HAT1 induces lung cancer cell apoptosis via up regulating Fas | Han | Oncotarget

INTRODUCTION

Lung cancer (LC) is one of the leading diseases of human death [18]. Although the research in this area advanced rapidly in the past several decades, the pathogenesis of LC is still unclear [2]. Despite chemotherapy, radiotherapy and surgery can be used to treat LC, the therapeutic efficacy is unsatisfactory currently; the five-year survival rate of LC is less than 20% [21]. Therefore, it is urgent to invent novel and effective therapies for the treatment of LC. On the other hand, to further investigate the pathogenesis of LC can facilitate to design new and more effective approaches for the management of LC.

Published data indicate that the deregulation of apoptotic mechanism plays a crucial role in the pathogenesis of LC [14]. Apoptosis is also called programmed cell death. The role of apoptosis is to remove senescent cells or damaged cells [4]. Apoptosis in the cells can be regulated by intrinsic or/and extrinsic factors [13]. For example, tumor necrosis factor (TNF), toxic materials, viral infections, and radiations initiate apoptosis [11], while aberrant expression of growth factors may result in deregulation of apoptosis. Although the role of deregulation of apoptosis in LC pathogenesis has been recognized [14], the causative factors are less understood. The management of deregulation of apoptosis remains to be further investigated.

Fas and p53 play an important role in the regulation of apoptosis. P53 is a cancer suppressor protein; it induces cancer cell death via inducing cancer cell apoptosis. Most cancer cells express less p53 or express mutated p53 [12]. Fas is also called CD95, is one of the best studied death receptors. Fas contains a death domain and is involved in the pathogenesis of a number of cancers. To increase the expression of Fas can induce cancer cell death [10]. Yet, the remedies to regulate aberrant Fas expression are still limited.
★ ★ ★ ★ ★ ★ ★
COMPLETE THE FOLLOWING:
1. According to the lung cancer introduction, why is it urgent to develop new therapies for lung cancer? Answer in one to three sentences.
2. Summarize the lung cancer introduction in two sentences.
3. Continue the lung cancer introduction from the point where it stops.

EXERCISE DATA:
★ ★ ★ ★ ★ ★ ★
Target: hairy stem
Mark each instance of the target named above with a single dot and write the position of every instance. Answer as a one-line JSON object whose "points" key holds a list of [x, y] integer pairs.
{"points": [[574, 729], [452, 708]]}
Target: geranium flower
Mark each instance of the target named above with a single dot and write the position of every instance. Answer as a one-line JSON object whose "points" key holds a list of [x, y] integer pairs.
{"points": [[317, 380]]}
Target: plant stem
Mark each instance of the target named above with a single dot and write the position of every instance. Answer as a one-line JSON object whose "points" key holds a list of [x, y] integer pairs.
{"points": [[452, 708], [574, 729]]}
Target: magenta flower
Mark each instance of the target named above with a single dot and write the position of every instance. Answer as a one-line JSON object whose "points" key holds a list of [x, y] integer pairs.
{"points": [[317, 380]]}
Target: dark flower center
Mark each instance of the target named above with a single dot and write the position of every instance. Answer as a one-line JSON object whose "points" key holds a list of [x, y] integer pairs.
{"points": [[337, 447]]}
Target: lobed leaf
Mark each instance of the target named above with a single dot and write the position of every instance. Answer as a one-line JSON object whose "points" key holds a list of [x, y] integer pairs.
★ ★ ★ ★ ★ ★ ★
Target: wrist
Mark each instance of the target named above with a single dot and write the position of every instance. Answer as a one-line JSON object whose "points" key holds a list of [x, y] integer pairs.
★ ★ ★ ★ ★ ★ ★
EXERCISE ANSWERS:
1. Chemotherapy, radiotherapy and surgery can be used to treat lung cancer, but their therapeutic efficacy is currently unsatisfactory. The five-year survival rate is less than 20%.

2. Lung cancer is a leading cause of death, and current treatments work poorly. Deregulated apoptosis plays a crucial role in the disease, and p53 and Fas help regulate apoptosis, but remedies for aberrant Fas expression are still limited.

3.
It is suggested that the histone acetyltransferases (HAT) is associated with the aberrant expression of Fas [15]. The HAT family includes a number of members, which are involved in the gene transcription in the cells. Thus, we hypothesize that the expression of HAT may be aberrant in LCCs, which may compromise the expression of Fas. To test the hypothesis, we collected human LC tissues from the clinic and found that the expression of HAT1, one of the members of HAT family, was markedly lower in LCCs than that in normal lung cells. Further evidence showed that HAT1 was required in the expression of Fas in lung epithelial cells. Restoration of HAT1 restored the expression of Fas in LCCs and induced LCCs apoptosis.

RESULTS

Expression of Fas is negatively correlated with PAR2 in LCC

LCCs were isolated from surgically removed LC tissues and analyzed by RT-qPCR and Western blotting. The results showed that, as compared the marginal normal lung cells, the expression of Fas was lower (Figure 1A-1B) in LCCs, the levels of p53 was not different between the normal group and the LC group (Figure 1C, and the PAR2 expression was higher in LCCs (Figure 1D-1E). A negative correlation was detected between the expression of Fas and PAR2 in LCCs (Figure 1F).

The expression of Fas is negatively correlated with PAR2 expression in LCCs.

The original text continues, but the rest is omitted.